• Objective: Quote every one of the rows below word for word, leaving the pictures out of your answer.

Saved data entries:
============

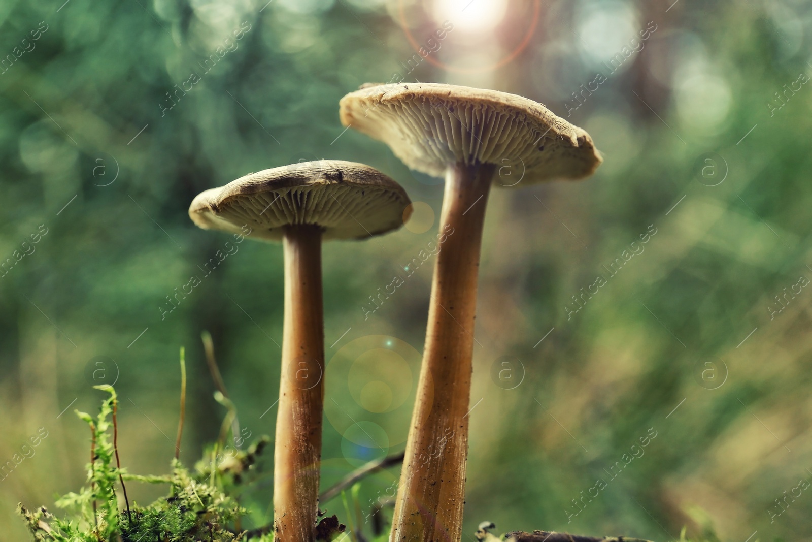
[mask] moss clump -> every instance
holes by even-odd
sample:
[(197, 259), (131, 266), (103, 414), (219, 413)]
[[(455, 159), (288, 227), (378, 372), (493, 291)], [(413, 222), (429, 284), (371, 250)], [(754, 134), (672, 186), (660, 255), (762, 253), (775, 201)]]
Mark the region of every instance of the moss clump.
[[(118, 462), (116, 409), (118, 399), (112, 387), (102, 386), (110, 397), (102, 403), (98, 416), (76, 412), (90, 427), (91, 462), (87, 484), (78, 493), (68, 493), (57, 506), (67, 509), (70, 519), (60, 519), (42, 507), (28, 510), (18, 505), (18, 513), (28, 526), (35, 540), (55, 542), (239, 542), (247, 531), (239, 528), (239, 518), (247, 510), (226, 491), (253, 470), (256, 459), (268, 442), (260, 439), (246, 451), (237, 450), (222, 459), (218, 445), (206, 451), (194, 471), (177, 459), (171, 474), (165, 476), (129, 475)], [(110, 434), (112, 432), (112, 435)], [(127, 498), (126, 480), (166, 483), (169, 492), (148, 506), (131, 506)], [(123, 506), (117, 485), (120, 485)], [(258, 533), (260, 542), (273, 540), (270, 534)]]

============

• Expected answer:
[mask] moss clump -> every instance
holes by even-odd
sample:
[(197, 259), (131, 266), (103, 414), (219, 413)]
[[(455, 159), (288, 227), (378, 372), (493, 291)], [(413, 222), (429, 284), (371, 250)], [(754, 134), (672, 186), (660, 255), (762, 253), (775, 201)]]
Mark the region of every instance of the moss clump.
[[(118, 462), (116, 409), (118, 399), (112, 387), (102, 386), (110, 397), (102, 403), (98, 416), (76, 412), (90, 427), (91, 462), (87, 484), (78, 493), (68, 493), (57, 506), (67, 509), (70, 519), (60, 519), (42, 507), (28, 510), (18, 505), (18, 513), (28, 526), (35, 540), (55, 542), (239, 542), (247, 531), (239, 528), (239, 518), (247, 510), (226, 491), (253, 470), (256, 459), (268, 442), (260, 439), (246, 451), (237, 450), (222, 459), (218, 445), (206, 451), (194, 471), (177, 459), (171, 474), (165, 476), (129, 475)], [(110, 434), (112, 432), (112, 435)], [(127, 498), (126, 480), (166, 483), (169, 492), (148, 506), (131, 506)], [(123, 506), (117, 485), (120, 485)], [(258, 533), (260, 542), (273, 540), (270, 534)]]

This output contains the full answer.